Task: Copy out the listing that follows, exact in every word, and skip the images.

Material for the task:
*-*-*
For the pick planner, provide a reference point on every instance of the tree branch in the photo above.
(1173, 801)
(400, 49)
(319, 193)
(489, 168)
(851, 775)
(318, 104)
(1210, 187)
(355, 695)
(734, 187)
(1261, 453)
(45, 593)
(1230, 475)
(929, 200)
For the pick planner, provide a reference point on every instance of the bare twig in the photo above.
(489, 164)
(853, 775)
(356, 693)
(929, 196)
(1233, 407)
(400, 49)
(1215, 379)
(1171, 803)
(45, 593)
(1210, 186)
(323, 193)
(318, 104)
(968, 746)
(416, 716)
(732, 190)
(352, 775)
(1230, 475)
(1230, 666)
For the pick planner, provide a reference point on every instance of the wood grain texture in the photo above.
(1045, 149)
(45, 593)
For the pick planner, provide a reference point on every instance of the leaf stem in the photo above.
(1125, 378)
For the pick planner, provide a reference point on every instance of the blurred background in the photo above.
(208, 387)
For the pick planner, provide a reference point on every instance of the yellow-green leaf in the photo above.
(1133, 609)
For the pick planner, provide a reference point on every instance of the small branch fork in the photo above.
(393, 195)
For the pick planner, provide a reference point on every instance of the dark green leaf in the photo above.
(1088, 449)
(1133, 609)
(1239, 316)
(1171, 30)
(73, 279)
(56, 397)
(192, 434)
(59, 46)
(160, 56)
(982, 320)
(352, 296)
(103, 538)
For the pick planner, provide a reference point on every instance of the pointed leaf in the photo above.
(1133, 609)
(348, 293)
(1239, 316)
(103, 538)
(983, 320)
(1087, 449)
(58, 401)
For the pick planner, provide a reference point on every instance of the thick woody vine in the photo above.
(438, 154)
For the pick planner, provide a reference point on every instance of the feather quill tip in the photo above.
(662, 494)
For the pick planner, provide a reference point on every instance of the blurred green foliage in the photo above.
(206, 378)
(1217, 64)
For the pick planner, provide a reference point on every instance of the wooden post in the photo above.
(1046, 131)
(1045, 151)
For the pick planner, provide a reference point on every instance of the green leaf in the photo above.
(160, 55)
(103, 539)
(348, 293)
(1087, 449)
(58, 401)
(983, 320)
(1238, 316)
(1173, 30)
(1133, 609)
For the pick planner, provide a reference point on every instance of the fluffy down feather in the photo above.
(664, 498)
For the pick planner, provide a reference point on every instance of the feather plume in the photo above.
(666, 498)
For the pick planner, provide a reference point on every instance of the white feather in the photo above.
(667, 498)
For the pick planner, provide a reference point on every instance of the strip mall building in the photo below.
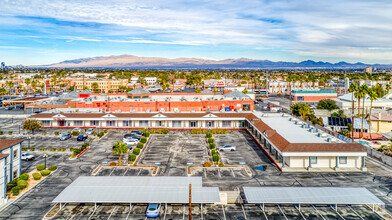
(291, 144)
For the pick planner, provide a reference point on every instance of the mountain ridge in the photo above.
(138, 62)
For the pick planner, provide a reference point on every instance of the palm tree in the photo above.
(3, 92)
(353, 88)
(364, 90)
(372, 96)
(388, 87)
(120, 148)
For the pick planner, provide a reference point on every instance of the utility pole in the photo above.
(190, 201)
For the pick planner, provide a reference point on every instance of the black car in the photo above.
(133, 135)
(137, 132)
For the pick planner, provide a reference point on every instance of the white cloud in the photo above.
(349, 28)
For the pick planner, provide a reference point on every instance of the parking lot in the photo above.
(174, 151)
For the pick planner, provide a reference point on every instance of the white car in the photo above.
(130, 141)
(227, 147)
(76, 129)
(90, 131)
(27, 156)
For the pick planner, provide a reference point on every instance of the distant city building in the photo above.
(369, 69)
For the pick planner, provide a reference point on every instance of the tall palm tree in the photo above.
(372, 96)
(120, 148)
(3, 92)
(353, 88)
(364, 90)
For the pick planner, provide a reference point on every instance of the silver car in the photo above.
(227, 147)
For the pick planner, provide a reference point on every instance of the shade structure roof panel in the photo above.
(137, 190)
(310, 195)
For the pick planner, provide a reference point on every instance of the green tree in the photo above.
(31, 125)
(95, 86)
(3, 92)
(327, 104)
(120, 148)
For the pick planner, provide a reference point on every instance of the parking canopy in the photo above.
(310, 195)
(128, 189)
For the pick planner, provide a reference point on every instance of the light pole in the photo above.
(45, 156)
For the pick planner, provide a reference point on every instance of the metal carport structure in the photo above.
(129, 189)
(311, 196)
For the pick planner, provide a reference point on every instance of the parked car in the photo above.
(130, 141)
(82, 137)
(65, 136)
(27, 156)
(137, 132)
(133, 135)
(76, 129)
(153, 210)
(227, 147)
(90, 131)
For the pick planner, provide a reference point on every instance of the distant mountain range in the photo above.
(135, 62)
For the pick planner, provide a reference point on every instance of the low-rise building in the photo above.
(10, 164)
(312, 96)
(291, 144)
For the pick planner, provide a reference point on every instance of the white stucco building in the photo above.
(10, 164)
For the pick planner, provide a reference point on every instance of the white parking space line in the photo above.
(318, 212)
(356, 213)
(282, 212)
(115, 208)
*-*-*
Exercise response:
For the pick planner, provide a reference point on every instance of the tree branch in the photo above.
(1173, 801)
(400, 49)
(319, 193)
(489, 168)
(851, 775)
(318, 104)
(1210, 187)
(355, 695)
(734, 187)
(1261, 453)
(45, 593)
(1230, 475)
(929, 200)
For the pick planner, provide a reference point on every instance of the bare twig in the photo above.
(489, 164)
(853, 775)
(356, 693)
(929, 196)
(1233, 407)
(400, 49)
(1215, 379)
(1171, 803)
(45, 593)
(1210, 186)
(323, 193)
(318, 104)
(968, 746)
(416, 716)
(732, 190)
(352, 775)
(1230, 475)
(1230, 666)
For the pick planner, provide a reference point on every instance of the wood grain texture in the photo above.
(1045, 149)
(45, 593)
For the pick planner, provide a reference point on every instance of the leaf stem in the photo above.
(1125, 378)
For the pick planner, provide a reference point on every instance of the blurred background in the photo above.
(208, 387)
For the pick planner, provide a reference point on every instance of the yellow-green leaf in the photo above.
(1133, 609)
For the pick planner, provide a reference point on every instance of the small branch fork in the photo above.
(393, 195)
For the pick planner, provide a reference point on every instance of the dark green leaf in the photo above.
(1088, 449)
(1133, 609)
(1239, 316)
(1171, 30)
(73, 279)
(56, 397)
(192, 434)
(59, 46)
(160, 56)
(982, 320)
(352, 296)
(103, 538)
For the pick planner, provide a reference point on every instance of the pointed leaf in the photo above.
(1133, 609)
(348, 293)
(1239, 316)
(103, 538)
(983, 320)
(1087, 449)
(58, 401)
For the pick planner, provide a reference point on every instance of the thick woody vine in the photo above.
(438, 154)
For the pick planner, provide a reference point on every instance of the feather quill tip in the photo above.
(662, 494)
For the pick planner, provide a reference point on every instance of the blurred green foliage in the photo above.
(206, 378)
(1217, 64)
For the pick planner, provide a reference point on every instance of the wooden post in the photo above.
(1046, 131)
(1045, 151)
For the pick planner, provide a reference point on every instance of the green leaf in the photo above.
(160, 55)
(103, 539)
(348, 293)
(1087, 449)
(58, 401)
(983, 320)
(1238, 316)
(1173, 30)
(1133, 609)
For the pick planner, provide a reference point on every instance of the fluffy down feather in the photo above.
(664, 498)
For the pick planner, provide a reference point on every instance of the feather plume in the photo above.
(666, 498)
For the pick planner, provide a reference point on every instance of the white feather in the photo above.
(667, 498)
For the pick planner, provide a reference point on every instance of the strip mall building in the photo below.
(291, 144)
For the pick planner, provide a reference point on every instance of the mountain ridge in the photo above.
(138, 62)
For the pick planner, provide a reference point on every instance of the palm tree in the photo above.
(3, 92)
(353, 88)
(364, 90)
(372, 96)
(388, 87)
(120, 148)
For the pick planner, provide a reference point on every instance of the utility pole in the photo above.
(190, 201)
For the pick planner, provide a reference point on every instance of the black car in the photo above.
(133, 135)
(137, 132)
For the pick planner, provide a reference point on every instance of the white cloud in the photo above.
(349, 28)
For the pick planner, provide a reference point on every instance of the parking lot in the photo above.
(174, 151)
For the pick planner, provide a reference point on every instance of the white car in the photo above.
(130, 141)
(227, 147)
(76, 129)
(90, 131)
(27, 156)
For the pick planner, provide a reference point on every instance of the distant city building in the photo above.
(369, 69)
For the pick planner, provide a reference point on every instance of the tall palm tree in the photo above.
(372, 96)
(120, 148)
(3, 92)
(353, 88)
(364, 90)
For the pick planner, provide a reference point on every instance of the silver car in the photo above.
(227, 147)
For the pick planner, provide a reference point on every instance of the shade structure roof panel in the photo above.
(137, 190)
(310, 195)
For the pick planner, provide a reference point on every instance of the green tree in the photo above.
(31, 125)
(95, 86)
(3, 92)
(327, 104)
(120, 148)
For the pick planner, provide a reference point on every instance of the parking canopy in the photo above.
(310, 195)
(128, 189)
For the pick planner, provide a reference point on every instance of the light pole in the photo above.
(45, 156)
For the pick planner, provide a reference point on every instance of the metal carport structure in the photo above.
(129, 189)
(311, 196)
For the pick planner, provide a reference point on every instance of the parked car in the photo above.
(130, 141)
(82, 137)
(65, 136)
(27, 156)
(137, 132)
(133, 135)
(76, 129)
(153, 210)
(227, 147)
(90, 131)
For the pick planner, provide a reference point on every instance of the distant mountain range in the photo above.
(135, 62)
For the pick planner, provide a reference point on every instance of the low-rise building in the photo above.
(10, 164)
(312, 96)
(291, 144)
For the pick planner, provide a reference point on every instance of the white stucco building in the photo above.
(10, 164)
For the pick planner, provide a reference point on every instance of the white parking space line in the photo above.
(318, 212)
(356, 213)
(282, 212)
(115, 208)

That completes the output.